***** Provided text *****
They Lost Their Heads!: What Happened to Washington's Teeth, Einstein's Brain, and Other Famous Body Parts (Carlyn Beccia)
From the kidnapping of Einstein's brain to the end of Louis XIV's heart, the mysteries surrounding some of history's most famous body parts range from medical to macabre. This book explores the misadventures of noteworthy body parts through history and uses them as springboards for exploring topics such as forensics, DNA testing, brain science, organ donation, and cloning. Give this to fans of Bragg's How They Croaked. Recommended for Grades 5-8. Booklist starred. Nonfiction, science.
The Disappearing Spoon: And Other True Tales of Rivalry, Adventure, and the History of the World from the Periodic Table of the Elements (Young Readers Edition) (Sam Kean)
I love the Periodic Table, and I know I have some students who get into it also. Presents historical background for the periodic table and follows the elements as they play out in human history and the stories of the scientists who discovered them. Why did Gandhi hate iodine (I, 53)? How did radium (Ra, 88) nearly ruin Marie Curie's reputation? And why did tellurium (Te, 52) lead to the most bizarre gold rush in history? Adapted for a middle grade audience. Recommended for Grades 5+. Nonfiction, chemistry, Periodic Table of the Elements.
Until Tomorrow, Mr. Marsworth (Sheila O'Connor)
Set against the backdrop of the Vietnam War. When eleven-year-old Reenie Kelly's mother passes away, she and her brothers are shipped off to live with their grandmother. Adjusting to life in her parents' Midwestern hometown isn't easy, but once Reenie takes up a paper route with her older brother Dare, she has something she can look forward to. As they introduce themselves to every home on their route, Reenie's stumped by just one--the house belonging to Mr. Marsworth, the town recluse. When he doesn't answer his doorbell, Reenie begins to leave him letters. Slowly, the two become pen pals, striking up the most unlikely of friendships. Recommended for Grades 4-7. Historical fiction
Peasprout Chen: Future Legend of Skate and Sword (Henry Lien)
***** Given entries *****
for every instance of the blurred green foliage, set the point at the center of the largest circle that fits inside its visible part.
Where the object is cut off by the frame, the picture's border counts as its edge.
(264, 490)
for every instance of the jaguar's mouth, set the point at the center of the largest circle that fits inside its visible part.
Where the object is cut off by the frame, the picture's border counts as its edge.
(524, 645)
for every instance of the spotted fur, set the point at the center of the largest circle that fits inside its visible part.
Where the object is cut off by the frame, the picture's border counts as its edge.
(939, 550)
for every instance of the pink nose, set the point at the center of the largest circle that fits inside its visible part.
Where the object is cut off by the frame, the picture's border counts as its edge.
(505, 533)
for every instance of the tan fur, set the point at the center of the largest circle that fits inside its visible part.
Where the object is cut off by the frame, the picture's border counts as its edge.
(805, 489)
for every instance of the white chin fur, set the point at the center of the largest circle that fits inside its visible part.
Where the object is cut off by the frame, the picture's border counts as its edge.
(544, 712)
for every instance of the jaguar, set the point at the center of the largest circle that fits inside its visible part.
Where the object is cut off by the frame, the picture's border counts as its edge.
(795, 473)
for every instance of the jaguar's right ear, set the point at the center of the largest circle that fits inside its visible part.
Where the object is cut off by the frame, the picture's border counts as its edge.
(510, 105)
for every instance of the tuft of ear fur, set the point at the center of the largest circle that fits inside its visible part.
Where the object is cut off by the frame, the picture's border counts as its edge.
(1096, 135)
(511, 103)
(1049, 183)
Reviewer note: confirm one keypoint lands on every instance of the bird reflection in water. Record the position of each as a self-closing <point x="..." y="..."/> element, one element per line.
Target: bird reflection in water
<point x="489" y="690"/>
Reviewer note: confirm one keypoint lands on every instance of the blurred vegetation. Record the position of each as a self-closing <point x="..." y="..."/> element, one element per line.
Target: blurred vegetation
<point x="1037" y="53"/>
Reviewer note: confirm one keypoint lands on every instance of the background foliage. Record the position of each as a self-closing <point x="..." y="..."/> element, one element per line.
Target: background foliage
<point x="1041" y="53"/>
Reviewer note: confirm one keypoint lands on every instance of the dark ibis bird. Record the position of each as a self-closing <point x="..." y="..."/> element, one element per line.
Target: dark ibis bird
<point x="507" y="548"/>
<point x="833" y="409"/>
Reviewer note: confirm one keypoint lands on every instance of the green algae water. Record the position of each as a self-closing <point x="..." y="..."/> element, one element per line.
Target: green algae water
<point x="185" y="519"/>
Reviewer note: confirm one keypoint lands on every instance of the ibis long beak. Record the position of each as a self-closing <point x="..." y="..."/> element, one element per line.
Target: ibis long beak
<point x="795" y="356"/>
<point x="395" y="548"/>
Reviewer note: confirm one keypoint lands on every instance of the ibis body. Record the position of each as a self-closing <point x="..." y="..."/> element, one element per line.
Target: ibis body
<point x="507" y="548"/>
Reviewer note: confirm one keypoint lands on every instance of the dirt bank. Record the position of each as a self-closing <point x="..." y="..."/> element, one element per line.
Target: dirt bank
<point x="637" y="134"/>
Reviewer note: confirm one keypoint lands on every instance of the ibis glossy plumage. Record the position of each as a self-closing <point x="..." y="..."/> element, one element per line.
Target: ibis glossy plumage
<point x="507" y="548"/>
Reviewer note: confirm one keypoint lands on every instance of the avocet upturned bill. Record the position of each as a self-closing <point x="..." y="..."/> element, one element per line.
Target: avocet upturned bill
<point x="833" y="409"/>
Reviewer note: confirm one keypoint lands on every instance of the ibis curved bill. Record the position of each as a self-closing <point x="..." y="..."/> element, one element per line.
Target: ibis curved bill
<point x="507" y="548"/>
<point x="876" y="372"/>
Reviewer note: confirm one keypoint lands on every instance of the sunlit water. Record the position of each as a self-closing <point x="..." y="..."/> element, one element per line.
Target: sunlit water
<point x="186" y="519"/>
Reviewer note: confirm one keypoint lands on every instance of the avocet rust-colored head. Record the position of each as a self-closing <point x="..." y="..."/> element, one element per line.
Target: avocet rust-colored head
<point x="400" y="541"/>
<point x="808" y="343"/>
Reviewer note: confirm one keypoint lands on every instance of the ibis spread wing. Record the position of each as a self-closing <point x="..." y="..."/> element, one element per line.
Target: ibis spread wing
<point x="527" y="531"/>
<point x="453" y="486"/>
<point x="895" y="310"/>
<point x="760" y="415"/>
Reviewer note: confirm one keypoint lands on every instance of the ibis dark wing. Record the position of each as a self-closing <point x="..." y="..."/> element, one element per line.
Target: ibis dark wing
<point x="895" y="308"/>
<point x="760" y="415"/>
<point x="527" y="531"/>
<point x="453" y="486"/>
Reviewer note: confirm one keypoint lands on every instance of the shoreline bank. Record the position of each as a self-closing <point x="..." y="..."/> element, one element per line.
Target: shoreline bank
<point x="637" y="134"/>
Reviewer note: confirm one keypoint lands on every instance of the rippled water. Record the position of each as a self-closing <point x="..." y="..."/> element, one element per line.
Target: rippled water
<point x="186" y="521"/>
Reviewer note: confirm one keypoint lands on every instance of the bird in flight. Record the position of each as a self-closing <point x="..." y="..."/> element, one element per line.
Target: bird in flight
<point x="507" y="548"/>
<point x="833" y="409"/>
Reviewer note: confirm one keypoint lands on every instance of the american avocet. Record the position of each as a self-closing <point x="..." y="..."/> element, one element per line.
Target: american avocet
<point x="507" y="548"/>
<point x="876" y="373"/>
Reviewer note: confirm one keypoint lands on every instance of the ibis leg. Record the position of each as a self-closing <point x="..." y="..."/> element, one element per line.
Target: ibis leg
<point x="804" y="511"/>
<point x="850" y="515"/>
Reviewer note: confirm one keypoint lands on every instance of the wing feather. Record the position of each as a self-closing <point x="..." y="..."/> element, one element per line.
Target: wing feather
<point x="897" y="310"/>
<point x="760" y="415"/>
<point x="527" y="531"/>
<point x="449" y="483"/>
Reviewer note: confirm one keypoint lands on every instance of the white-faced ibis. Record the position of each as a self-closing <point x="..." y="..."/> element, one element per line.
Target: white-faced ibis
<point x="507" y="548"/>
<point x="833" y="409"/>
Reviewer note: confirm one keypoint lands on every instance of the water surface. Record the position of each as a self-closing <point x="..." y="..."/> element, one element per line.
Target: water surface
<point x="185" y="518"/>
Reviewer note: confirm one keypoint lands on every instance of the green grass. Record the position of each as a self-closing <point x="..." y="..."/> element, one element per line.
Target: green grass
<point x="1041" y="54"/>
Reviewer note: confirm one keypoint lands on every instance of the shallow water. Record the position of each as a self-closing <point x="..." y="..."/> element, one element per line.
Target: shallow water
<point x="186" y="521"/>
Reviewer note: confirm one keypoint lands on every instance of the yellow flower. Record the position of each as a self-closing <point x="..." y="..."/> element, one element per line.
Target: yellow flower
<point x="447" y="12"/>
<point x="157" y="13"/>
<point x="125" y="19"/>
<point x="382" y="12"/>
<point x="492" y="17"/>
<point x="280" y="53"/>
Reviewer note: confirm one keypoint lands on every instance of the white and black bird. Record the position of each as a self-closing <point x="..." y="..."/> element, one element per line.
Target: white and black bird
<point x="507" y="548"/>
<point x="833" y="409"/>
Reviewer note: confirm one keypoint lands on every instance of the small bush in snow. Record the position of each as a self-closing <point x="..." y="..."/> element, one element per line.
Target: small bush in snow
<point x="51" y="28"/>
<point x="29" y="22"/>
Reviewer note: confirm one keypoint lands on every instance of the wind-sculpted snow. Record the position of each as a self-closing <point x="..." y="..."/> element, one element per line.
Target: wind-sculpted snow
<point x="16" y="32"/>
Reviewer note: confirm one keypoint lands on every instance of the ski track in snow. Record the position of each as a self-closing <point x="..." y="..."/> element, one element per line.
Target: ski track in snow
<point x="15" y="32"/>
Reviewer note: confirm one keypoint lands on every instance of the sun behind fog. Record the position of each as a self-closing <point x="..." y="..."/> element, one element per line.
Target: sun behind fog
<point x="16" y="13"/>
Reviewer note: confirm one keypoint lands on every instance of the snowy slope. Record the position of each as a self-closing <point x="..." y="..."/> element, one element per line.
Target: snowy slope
*****
> _Task list_:
- a) Using the list of book recommendations, state whether each statement agrees with it. Answer yes or no and quote the words that decide it: (i) The book about famous body parts is recommended for Grades 5-8. (ii) Reenie Kelly is twelve years old when her mother passes away. (iii) The young readers edition about the periodic table is adapted for a middle grade audience.
- b) Resume the list of book recommendations from where it stops.
The records have nothing to do with the list of book recommendations.

> _Solved problems_:
- a)
(i) Yes: "Recommended for Grades 5-8."
(ii) No: "When eleven-year-old Reenie Kelly's mother passes away"
(iii) Yes: "Adapted for a middle grade audience."

- b)
Peasprout Chen dreams of becoming a legend of wu liu, the deadly and beautiful art of martial arts figure skating. As the first students from their rural county to attend Pearl Famous Academy of Skate and Sword, Peasprout and her little brother, Cricket, have some pretty big skates to fill. They soon find themselves in a heated competition for top ranking. Tensions rise when the dazzling pearl buildings of the academy are vandalized, and Peasprout is blamed for the attacks. Now she must uncover the true vandal to ensure peace--all while becoming a champion. Recommended for Grades 5-8. Publishers Weekly starred. Action-adventure, martial arts.
The Stone Girl's Story (Sarah Beth Durst)
A girl made of stone, forever twelve years old, has outlasted the father who carved her and gave her life, but now the magical marks that animate her are fading and she must leave her mountain home and find help in the valley below if she wants her story--and those of her family--to continue. Recommended for Grades 5-8. Kirkus and Publishers Weekly starred. Fantasy, adventure.
Class Action (Steven B. Frank)
Pair this with Dan Gutman's The Homework Machine. With the help of his older sister, his three best friends, and his elderly neighbor, sixth grader Sam Warren brings a class action suit against the Los Angeles School Board, arguing that homework is unconstitutional, and his case goes all the way to the Supreme Court. I think this will be an easy-sell at my school! Recommended for Grades 4-8. Realistic fiction, school stories, Supreme Court, homework.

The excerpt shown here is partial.